(Stored entries)

* * *

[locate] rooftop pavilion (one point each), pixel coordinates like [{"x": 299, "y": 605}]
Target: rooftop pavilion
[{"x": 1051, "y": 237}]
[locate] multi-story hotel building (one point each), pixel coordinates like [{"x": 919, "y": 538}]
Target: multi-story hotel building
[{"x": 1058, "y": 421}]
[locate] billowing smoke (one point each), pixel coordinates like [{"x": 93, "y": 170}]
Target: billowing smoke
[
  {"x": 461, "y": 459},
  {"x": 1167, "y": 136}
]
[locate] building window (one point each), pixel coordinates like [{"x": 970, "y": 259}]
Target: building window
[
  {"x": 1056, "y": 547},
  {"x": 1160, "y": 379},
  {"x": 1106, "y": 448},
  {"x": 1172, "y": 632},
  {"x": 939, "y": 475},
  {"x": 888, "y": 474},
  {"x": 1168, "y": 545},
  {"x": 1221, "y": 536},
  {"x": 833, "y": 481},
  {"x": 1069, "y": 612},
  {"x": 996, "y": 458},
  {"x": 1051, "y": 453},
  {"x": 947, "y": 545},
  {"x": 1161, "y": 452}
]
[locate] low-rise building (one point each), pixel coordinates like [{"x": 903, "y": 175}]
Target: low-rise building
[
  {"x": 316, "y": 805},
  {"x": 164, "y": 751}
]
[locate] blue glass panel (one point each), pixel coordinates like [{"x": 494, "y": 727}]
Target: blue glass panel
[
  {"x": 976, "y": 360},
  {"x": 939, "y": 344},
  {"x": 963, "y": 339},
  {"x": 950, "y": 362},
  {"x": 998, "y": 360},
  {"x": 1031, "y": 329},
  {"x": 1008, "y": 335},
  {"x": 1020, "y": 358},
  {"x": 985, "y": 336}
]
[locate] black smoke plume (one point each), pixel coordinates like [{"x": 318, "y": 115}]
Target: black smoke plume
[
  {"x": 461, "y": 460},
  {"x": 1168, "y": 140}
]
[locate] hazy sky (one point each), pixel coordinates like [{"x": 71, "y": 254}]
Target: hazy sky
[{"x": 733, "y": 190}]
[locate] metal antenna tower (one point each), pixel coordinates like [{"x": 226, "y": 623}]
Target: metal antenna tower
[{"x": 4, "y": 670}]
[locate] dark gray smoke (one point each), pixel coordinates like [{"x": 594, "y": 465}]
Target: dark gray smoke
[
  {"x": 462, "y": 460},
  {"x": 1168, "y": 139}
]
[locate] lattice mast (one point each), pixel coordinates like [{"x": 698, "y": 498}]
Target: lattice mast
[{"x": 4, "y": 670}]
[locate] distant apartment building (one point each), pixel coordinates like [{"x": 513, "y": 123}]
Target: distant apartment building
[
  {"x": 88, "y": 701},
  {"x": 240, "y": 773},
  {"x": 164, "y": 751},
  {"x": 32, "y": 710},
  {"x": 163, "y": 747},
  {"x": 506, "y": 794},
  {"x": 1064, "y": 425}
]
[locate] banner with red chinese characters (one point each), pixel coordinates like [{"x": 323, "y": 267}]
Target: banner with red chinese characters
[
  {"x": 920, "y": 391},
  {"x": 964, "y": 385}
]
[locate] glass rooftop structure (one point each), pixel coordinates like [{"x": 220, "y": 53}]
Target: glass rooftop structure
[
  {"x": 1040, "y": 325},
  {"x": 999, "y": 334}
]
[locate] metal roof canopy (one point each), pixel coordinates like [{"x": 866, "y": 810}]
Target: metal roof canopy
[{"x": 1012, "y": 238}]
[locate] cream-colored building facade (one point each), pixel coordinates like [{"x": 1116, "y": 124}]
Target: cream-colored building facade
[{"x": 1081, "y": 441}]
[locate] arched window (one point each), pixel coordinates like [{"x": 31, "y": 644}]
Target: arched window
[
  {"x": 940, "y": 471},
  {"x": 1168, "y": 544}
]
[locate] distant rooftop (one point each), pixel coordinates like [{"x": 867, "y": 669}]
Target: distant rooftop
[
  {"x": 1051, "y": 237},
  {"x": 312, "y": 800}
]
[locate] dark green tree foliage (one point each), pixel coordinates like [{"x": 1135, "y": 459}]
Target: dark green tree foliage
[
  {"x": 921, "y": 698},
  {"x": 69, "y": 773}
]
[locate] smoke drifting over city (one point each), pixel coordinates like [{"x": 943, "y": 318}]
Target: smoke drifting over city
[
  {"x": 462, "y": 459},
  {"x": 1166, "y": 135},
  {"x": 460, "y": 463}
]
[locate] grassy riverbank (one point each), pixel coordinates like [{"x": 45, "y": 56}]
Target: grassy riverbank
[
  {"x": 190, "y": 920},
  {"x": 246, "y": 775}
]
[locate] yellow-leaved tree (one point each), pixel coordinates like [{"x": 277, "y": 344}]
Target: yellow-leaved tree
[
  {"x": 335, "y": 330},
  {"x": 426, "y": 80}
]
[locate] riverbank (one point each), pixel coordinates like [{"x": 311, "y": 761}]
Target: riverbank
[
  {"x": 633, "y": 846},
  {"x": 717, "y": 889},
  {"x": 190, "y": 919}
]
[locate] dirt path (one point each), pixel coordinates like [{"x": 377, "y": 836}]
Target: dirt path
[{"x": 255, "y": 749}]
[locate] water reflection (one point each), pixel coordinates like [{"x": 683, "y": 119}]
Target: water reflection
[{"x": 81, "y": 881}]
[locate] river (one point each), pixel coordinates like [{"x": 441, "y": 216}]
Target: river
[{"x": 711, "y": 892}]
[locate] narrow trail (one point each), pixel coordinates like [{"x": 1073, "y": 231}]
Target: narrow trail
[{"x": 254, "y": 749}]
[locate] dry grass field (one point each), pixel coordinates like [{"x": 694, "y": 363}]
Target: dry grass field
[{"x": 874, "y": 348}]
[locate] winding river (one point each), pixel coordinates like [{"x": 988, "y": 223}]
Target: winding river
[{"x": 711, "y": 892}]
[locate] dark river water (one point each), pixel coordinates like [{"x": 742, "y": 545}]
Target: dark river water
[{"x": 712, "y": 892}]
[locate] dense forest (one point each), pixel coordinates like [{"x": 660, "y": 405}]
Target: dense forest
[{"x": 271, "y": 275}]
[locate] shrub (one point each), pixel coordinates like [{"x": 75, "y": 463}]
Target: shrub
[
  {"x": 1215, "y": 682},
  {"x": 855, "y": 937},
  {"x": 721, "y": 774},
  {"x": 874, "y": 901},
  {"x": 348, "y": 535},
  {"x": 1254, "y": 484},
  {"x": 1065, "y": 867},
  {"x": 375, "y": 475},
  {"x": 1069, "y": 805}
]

* * *

OBJECTIVE:
Every line from the one containing "[locate] dry grass" through the end of the data must be repeated exactly, and no other line.

TASK SOLUTION:
[locate] dry grass field (one point each), pixel coordinates like [{"x": 694, "y": 363}]
Target: dry grass field
[{"x": 874, "y": 348}]
[locate] winding river (one point each), pixel coordinates like [{"x": 988, "y": 223}]
Target: winding river
[{"x": 711, "y": 892}]
[locate] dark river water (one point each), pixel coordinates like [{"x": 742, "y": 545}]
Target: dark river water
[{"x": 712, "y": 892}]
[locate] dense forest (one point each), pixel coordinates like [{"x": 660, "y": 405}]
Target: dense forest
[{"x": 271, "y": 275}]
[locate] shrub (one point each), pixel coordinates like [{"x": 75, "y": 463}]
Target: shrub
[
  {"x": 1215, "y": 682},
  {"x": 855, "y": 937},
  {"x": 721, "y": 774},
  {"x": 874, "y": 901},
  {"x": 348, "y": 535},
  {"x": 1254, "y": 484},
  {"x": 1065, "y": 867},
  {"x": 375, "y": 475},
  {"x": 1069, "y": 805}
]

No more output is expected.